YOUR TASKS:
1/ Retype the passage of the mailing-list message about Pirsig's philosophy, starting at "Anyway, that's far" and ending at "of no value.".
2/ Repeat the listing word for word, starting at its first line and ending at the line that contains "point(165, 159)", with both ends included. Leave the pictures out of your answer.
--- start SOURCE PASSAGE ---
[MD] The Greeks?

Mary marysonthego at gmail.com
Fri Jun 11 19:31:01 PDT 2010


Hi Matt,

On Behalf Of Matt Kundert
> Sent: Thursday, June 10, 2010 9:26 PM
> Hi Mary,
> 
> Mary said:
> people here tend to fall into one of three camps.  There are
> those who feel the philosophy fulfills a need in their lives or
> answers an important question, another group views it as
> an academic philosophy to be evaluated against its
> predecessors, while  a third rejects it yet finds value in taking
> the time to ridicule or oppose.  No matter which group you
> are in, you will find yourself offended by the point of view of
> the other two.
> ...
> And so you have revealed yourself to lie within the second
> camp, Pirsig as academically interesting.
> 
> Matt:
> I'm not so sure I quite agree that your tripartite camp
> demarcation catches all the interesting differences.  
[Mary Replies] 
I would, then, be genuinely curious to hear your conceptions of camps 4, 5
and 6 for a number of reasons, not least of which would be to enhance my
understanding of others.

For
> example, I'm not offended by people in Camp-1, though I
> am generally annoyed by people in Camp-3.  And Camp-3,
> while perhaps catching the point of view of They Who
> Shall Not Be Named (Struan Hellier and Glenn Bradford), it
> doesn't seem to really catch, say, Ham Priday, who also
> isn't really offended, but more just wants somebody to
> talk to, and look, here's a stable, persisting group of
> people.  (Though, even here, that doesn't do justice to
> either Struan or Glenn, whose strident tone in their later
> years came about, not because they were offended by
> Pirsig, I take it, but by the pious tones of some of his
> defenders.)  
[Mary Replies] 
I remember them, but haven't bothered to review the archives from those
days.  Didn't Struan say "fuck" a lot?

And why should being in Camp-1 preclude you
> from evaluation against other philosophers?  Why should
> thinking that Pirsig's philosophy is great and helps you
> with spiritual questions (however one defines "spirit")
> preclude you from reading other philosophers, or taking an
> interest in the history of philosophy?
> 
[Mary Replies] 
So, I'm reading along in your post, and begin to feel a vague sense of
unease.  This as yet has no name, other than a silent alarm that you somehow
seem to believe me to be a spiritual person, when in fact I've spent my life
being decidedly non-spiritual.  where would you get such an idea?  Should I
reread my own posts?  Is spirituality leaking out through a crack that is
obvious to everyone else but not to me?  How embarrassing!  Mary, the
hard-headed pragmatist.  Perhaps this is my mistake?  Does "know thyself"
apply here?  

Anyway, that's far from what you asked.  To answer your question, no, I do
not object to reading other philosophers, but I do find the focus some have
had here on holding Pirsig's work against James a red-herring.  If the goal
is (and as a goal this is legitimately debatable) to inspire the average
pragmatic, hard-headed Westerner to consider even for a moment that there
might be some meaning to life other than the next trip to the shopping mall,
then I don't think James is the ticket.  One must first convince them that
their perceived pragmatism is not pragmatism at all.  If you don't know that
you have a problem, then even the best solution will be of no value.
--- end SOURCE PASSAGE ---
--- start RECORDS PROVIDED ---
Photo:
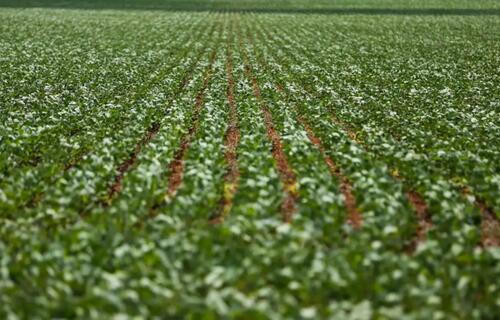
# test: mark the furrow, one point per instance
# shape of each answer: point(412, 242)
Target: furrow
point(232, 139)
point(176, 166)
point(354, 217)
point(125, 166)
point(288, 206)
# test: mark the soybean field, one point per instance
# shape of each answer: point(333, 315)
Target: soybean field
point(165, 159)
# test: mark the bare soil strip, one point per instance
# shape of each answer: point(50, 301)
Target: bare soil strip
point(354, 217)
point(424, 220)
point(231, 142)
point(176, 166)
point(125, 166)
point(289, 204)
point(490, 225)
point(415, 199)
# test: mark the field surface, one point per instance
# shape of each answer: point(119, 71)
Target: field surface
point(250, 159)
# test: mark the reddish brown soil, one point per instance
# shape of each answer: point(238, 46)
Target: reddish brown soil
point(354, 217)
point(490, 226)
point(231, 142)
point(424, 221)
point(176, 166)
point(125, 166)
point(288, 207)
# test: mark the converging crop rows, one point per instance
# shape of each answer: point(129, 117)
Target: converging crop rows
point(244, 165)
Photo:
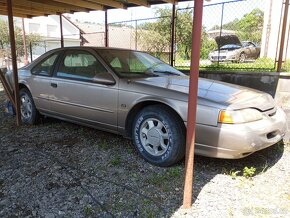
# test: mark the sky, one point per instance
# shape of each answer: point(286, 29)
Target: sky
point(212, 13)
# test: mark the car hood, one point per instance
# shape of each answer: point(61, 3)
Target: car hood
point(227, 40)
point(230, 96)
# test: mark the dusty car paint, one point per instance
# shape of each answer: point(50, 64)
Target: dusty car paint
point(109, 107)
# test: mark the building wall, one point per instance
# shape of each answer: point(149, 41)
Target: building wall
point(49, 29)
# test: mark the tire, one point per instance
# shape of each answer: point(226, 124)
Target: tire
point(242, 58)
point(159, 135)
point(29, 113)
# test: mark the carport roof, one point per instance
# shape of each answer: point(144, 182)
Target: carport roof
point(33, 8)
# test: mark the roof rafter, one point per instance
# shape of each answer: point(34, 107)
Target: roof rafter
point(32, 8)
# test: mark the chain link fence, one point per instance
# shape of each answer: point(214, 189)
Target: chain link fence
point(151, 35)
point(231, 37)
point(238, 35)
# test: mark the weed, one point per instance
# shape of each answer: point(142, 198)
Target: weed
point(88, 210)
point(116, 161)
point(249, 172)
point(103, 145)
point(234, 174)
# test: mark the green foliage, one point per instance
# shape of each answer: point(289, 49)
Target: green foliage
point(234, 174)
point(88, 210)
point(116, 161)
point(5, 39)
point(249, 172)
point(155, 37)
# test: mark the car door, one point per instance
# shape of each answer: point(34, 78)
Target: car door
point(39, 82)
point(78, 93)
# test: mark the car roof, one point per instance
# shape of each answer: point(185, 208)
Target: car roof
point(90, 47)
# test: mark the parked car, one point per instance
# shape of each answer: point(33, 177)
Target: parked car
point(134, 94)
point(232, 49)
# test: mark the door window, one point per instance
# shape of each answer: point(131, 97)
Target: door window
point(45, 67)
point(79, 65)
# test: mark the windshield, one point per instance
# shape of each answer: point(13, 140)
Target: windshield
point(132, 64)
point(230, 46)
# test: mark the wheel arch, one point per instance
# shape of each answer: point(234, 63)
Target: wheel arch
point(141, 105)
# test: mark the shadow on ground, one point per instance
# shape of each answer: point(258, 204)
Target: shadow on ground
point(58, 169)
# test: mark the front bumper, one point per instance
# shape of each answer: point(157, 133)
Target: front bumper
point(239, 140)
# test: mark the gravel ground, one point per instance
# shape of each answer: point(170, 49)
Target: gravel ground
point(58, 169)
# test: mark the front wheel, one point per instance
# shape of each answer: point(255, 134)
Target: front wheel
point(242, 58)
point(159, 135)
point(29, 113)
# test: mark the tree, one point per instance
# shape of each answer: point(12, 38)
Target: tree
point(155, 37)
point(5, 39)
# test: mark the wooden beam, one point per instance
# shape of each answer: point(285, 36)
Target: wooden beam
point(81, 3)
point(22, 7)
point(139, 2)
point(60, 7)
point(43, 6)
point(14, 61)
point(16, 14)
point(111, 3)
point(170, 1)
point(24, 11)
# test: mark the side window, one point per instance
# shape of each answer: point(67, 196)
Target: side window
point(136, 65)
point(45, 67)
point(79, 65)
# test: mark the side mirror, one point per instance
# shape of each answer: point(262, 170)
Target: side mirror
point(104, 78)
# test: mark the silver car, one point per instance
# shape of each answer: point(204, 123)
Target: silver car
point(138, 96)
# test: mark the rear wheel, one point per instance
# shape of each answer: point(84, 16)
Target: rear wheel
point(159, 135)
point(29, 113)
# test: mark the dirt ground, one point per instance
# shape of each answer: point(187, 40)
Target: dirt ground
point(58, 169)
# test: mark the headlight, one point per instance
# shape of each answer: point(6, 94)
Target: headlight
point(239, 116)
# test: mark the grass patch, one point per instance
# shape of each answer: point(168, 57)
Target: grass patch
point(88, 210)
point(103, 145)
point(168, 175)
point(116, 161)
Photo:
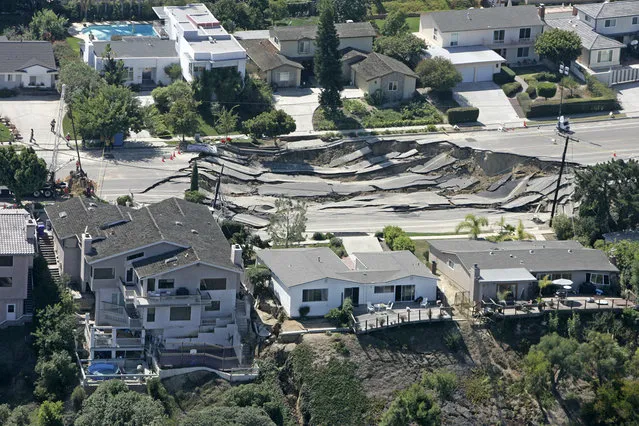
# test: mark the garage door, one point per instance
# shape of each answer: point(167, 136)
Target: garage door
point(484, 73)
point(468, 74)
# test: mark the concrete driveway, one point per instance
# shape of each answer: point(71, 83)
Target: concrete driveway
point(629, 98)
point(494, 106)
point(302, 103)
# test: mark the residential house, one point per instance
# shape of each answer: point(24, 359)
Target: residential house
point(17, 249)
point(164, 278)
point(478, 41)
point(318, 279)
point(192, 37)
point(377, 73)
point(483, 268)
point(27, 64)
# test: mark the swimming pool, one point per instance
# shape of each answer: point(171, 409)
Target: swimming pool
point(105, 32)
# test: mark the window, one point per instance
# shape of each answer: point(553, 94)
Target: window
point(135, 256)
point(524, 33)
point(214, 306)
point(180, 313)
point(304, 46)
point(213, 284)
point(103, 274)
point(315, 295)
point(166, 284)
point(604, 56)
point(285, 76)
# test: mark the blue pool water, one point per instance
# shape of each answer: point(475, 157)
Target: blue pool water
point(104, 32)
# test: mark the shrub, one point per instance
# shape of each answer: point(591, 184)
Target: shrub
--- end RECORDS PROVIDED ---
EXERCISE SOLUTIONS:
1/
Anyway, that's far from what you asked.  To answer your question, no, I do
not object to reading other philosophers, but I do find the focus some have
had here on holding Pirsig's work against James a red-herring.  If the goal
is (and as a goal this is legitimately debatable) to inspire the average
pragmatic, hard-headed Westerner to consider even for a moment that there
might be some meaning to life other than the next trip to the shopping mall,
then I don't think James is the ticket.  One must first convince them that
their perceived pragmatism is not pragmatism at all.  If you don't know that
you have a problem, then even the best solution will be of no value.

2/
Photo:
# test: mark the furrow, one point per instance
# shape of each answer: point(412, 242)
Target: furrow
point(232, 139)
point(176, 166)
point(354, 217)
point(125, 166)
point(288, 206)
# test: mark the soybean field, one point per instance
# shape of each answer: point(333, 315)
Target: soybean field
point(165, 159)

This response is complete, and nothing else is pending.